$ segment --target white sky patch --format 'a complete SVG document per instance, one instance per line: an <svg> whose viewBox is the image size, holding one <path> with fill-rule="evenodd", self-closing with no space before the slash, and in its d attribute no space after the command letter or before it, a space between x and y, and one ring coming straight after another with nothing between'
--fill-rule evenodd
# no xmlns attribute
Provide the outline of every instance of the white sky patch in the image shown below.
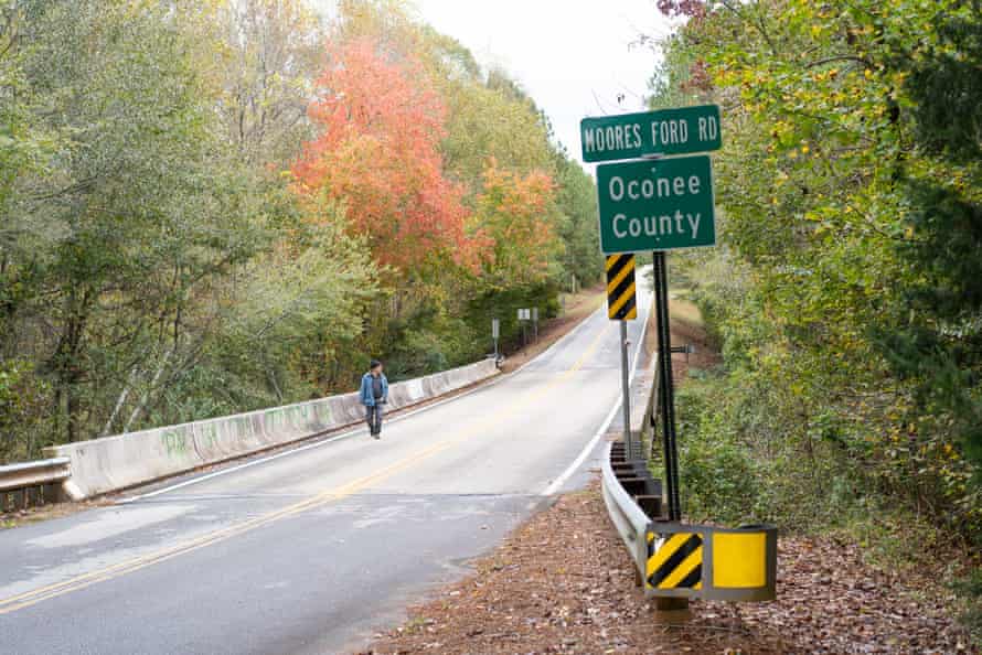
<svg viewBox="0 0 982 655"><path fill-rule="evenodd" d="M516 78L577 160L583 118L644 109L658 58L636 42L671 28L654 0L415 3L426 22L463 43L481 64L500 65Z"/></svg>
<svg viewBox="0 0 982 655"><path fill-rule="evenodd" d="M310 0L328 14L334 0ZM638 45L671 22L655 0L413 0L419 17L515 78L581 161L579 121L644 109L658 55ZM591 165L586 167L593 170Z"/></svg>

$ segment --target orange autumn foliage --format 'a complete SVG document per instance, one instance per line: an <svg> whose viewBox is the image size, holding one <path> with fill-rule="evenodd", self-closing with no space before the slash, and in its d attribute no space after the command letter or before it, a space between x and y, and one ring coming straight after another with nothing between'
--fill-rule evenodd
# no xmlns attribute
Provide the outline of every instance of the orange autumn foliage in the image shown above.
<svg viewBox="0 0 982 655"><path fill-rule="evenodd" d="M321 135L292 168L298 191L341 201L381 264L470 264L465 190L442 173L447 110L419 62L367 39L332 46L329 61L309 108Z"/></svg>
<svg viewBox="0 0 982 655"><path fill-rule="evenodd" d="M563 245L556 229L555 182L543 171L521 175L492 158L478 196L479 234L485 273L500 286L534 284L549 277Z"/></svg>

* * *

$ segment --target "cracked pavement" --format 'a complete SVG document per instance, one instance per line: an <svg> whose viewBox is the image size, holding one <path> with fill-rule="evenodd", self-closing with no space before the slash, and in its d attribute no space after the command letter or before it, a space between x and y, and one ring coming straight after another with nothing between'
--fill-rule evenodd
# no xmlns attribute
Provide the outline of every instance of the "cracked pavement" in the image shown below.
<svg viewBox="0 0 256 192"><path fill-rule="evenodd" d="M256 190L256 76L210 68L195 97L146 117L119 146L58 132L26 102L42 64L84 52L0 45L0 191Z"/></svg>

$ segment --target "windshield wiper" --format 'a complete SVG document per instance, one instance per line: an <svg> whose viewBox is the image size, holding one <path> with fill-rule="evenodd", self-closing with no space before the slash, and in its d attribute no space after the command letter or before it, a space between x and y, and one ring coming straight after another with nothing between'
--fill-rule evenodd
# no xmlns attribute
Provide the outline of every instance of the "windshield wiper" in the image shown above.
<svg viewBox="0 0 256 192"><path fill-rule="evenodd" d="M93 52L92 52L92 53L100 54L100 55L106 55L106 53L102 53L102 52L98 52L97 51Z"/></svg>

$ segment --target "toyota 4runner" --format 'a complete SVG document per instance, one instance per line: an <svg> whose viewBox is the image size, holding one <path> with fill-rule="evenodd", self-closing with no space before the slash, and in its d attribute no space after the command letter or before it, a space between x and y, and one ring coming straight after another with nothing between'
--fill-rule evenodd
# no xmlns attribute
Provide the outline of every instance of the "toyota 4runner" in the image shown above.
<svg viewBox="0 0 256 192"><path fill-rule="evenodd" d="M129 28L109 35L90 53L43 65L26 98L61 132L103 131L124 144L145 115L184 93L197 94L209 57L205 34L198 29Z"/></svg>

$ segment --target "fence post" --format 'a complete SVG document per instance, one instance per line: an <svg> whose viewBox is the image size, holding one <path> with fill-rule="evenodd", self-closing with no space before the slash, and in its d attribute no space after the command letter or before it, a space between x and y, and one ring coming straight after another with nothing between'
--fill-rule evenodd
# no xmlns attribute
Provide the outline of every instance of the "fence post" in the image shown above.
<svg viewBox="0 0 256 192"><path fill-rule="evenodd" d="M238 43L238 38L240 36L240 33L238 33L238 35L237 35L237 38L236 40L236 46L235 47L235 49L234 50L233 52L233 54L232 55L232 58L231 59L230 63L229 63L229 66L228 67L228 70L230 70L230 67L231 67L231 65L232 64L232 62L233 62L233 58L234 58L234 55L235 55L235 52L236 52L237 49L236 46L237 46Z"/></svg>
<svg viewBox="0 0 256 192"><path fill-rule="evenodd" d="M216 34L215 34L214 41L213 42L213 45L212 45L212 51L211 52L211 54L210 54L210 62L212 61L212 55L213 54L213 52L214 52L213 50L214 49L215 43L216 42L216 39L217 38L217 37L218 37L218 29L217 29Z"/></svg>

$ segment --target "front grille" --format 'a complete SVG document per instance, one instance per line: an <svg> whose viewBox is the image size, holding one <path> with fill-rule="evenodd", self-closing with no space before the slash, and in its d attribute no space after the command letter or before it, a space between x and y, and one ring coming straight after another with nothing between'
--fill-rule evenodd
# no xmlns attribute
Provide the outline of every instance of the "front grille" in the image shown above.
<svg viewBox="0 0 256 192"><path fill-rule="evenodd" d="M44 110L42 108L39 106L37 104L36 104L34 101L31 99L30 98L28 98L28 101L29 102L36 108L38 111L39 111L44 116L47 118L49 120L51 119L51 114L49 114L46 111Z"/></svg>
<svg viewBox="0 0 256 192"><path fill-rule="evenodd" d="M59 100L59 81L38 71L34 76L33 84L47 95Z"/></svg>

--

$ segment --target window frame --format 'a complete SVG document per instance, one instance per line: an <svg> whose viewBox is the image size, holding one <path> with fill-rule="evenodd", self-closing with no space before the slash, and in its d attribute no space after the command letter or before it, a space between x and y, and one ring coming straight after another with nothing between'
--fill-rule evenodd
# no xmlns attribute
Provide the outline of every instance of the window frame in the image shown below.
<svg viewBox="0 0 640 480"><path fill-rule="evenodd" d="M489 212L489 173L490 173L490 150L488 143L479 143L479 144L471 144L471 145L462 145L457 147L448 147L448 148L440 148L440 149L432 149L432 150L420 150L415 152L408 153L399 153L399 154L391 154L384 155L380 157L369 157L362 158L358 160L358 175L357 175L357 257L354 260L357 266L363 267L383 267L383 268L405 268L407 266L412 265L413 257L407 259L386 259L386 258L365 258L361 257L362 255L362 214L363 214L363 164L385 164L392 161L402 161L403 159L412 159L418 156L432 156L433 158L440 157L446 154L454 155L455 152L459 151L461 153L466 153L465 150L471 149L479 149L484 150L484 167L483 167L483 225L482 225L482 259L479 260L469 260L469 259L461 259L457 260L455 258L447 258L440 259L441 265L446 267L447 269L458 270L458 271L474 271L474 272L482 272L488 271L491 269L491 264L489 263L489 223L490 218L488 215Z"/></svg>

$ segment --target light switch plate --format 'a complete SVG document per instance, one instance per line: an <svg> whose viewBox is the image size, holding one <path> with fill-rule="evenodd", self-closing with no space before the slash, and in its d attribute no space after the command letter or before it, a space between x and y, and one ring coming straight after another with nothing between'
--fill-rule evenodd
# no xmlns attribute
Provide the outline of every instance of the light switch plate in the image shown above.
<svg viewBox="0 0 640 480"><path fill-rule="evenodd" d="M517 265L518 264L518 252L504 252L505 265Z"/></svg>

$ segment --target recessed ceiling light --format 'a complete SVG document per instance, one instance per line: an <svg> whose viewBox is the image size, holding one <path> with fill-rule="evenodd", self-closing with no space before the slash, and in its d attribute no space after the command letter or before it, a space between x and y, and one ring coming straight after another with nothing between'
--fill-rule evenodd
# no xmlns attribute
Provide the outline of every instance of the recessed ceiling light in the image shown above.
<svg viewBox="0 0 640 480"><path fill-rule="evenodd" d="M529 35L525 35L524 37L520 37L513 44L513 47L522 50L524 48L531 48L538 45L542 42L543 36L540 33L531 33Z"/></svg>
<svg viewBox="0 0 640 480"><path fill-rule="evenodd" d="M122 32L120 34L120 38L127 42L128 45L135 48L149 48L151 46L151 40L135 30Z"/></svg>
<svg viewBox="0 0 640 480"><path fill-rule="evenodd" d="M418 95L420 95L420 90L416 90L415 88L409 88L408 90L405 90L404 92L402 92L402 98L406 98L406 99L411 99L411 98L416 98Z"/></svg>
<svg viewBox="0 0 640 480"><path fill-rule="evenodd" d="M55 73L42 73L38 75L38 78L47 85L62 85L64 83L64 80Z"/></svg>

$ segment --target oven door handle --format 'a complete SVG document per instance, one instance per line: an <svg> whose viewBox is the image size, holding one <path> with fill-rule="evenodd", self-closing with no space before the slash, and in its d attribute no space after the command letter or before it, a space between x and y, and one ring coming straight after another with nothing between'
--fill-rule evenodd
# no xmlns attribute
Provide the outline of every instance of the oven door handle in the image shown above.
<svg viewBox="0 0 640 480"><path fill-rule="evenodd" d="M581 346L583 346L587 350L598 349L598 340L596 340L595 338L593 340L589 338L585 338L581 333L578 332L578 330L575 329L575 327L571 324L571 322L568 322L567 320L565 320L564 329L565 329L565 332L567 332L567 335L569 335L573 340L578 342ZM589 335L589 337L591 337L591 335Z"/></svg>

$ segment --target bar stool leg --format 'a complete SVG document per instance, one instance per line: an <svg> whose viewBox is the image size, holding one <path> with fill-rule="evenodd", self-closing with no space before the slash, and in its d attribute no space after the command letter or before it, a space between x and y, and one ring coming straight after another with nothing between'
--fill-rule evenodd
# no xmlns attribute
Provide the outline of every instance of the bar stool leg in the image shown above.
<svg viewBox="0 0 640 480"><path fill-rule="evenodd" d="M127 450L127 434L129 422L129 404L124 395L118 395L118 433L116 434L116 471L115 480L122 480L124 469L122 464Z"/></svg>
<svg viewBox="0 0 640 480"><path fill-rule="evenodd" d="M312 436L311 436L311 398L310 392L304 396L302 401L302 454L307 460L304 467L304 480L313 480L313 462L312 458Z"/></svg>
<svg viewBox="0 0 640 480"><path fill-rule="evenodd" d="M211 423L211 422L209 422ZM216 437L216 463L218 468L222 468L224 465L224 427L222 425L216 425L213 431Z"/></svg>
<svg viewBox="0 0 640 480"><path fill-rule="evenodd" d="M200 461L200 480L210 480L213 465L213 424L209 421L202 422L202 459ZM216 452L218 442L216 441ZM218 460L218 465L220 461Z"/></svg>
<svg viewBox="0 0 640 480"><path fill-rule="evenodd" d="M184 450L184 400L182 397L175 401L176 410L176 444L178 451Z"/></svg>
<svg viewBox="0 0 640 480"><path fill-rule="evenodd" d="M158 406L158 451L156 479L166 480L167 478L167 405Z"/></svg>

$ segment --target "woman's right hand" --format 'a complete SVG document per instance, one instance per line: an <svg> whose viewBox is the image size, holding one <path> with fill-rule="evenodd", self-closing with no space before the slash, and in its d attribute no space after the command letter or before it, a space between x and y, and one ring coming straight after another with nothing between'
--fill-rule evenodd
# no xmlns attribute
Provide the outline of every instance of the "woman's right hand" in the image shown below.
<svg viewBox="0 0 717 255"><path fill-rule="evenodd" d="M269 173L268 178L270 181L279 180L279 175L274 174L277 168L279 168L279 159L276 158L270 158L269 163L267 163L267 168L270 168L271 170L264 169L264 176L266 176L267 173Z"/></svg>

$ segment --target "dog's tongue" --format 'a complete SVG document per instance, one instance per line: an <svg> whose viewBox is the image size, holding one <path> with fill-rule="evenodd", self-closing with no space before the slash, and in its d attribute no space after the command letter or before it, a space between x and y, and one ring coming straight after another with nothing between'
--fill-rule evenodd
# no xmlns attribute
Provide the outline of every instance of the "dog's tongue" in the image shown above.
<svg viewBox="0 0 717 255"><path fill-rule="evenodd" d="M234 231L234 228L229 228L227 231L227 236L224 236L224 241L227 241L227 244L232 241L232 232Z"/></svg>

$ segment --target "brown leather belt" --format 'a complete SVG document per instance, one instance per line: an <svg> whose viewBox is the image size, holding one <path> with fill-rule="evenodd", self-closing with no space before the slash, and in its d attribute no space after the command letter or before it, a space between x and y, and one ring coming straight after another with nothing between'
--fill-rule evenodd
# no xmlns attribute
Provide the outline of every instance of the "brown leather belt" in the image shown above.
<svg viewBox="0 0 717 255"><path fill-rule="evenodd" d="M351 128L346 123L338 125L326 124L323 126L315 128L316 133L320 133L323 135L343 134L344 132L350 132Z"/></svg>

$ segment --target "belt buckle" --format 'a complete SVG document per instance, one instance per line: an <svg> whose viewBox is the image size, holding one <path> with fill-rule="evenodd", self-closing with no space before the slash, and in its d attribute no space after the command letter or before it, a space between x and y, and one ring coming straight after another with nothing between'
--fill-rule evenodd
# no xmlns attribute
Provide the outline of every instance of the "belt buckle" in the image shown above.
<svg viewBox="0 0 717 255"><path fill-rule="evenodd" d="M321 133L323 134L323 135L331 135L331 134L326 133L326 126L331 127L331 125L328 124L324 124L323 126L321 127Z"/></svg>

## What is asked
Count the lines in the records above that contain the word "foliage", with case counting. Give only the number.

## Task answer
2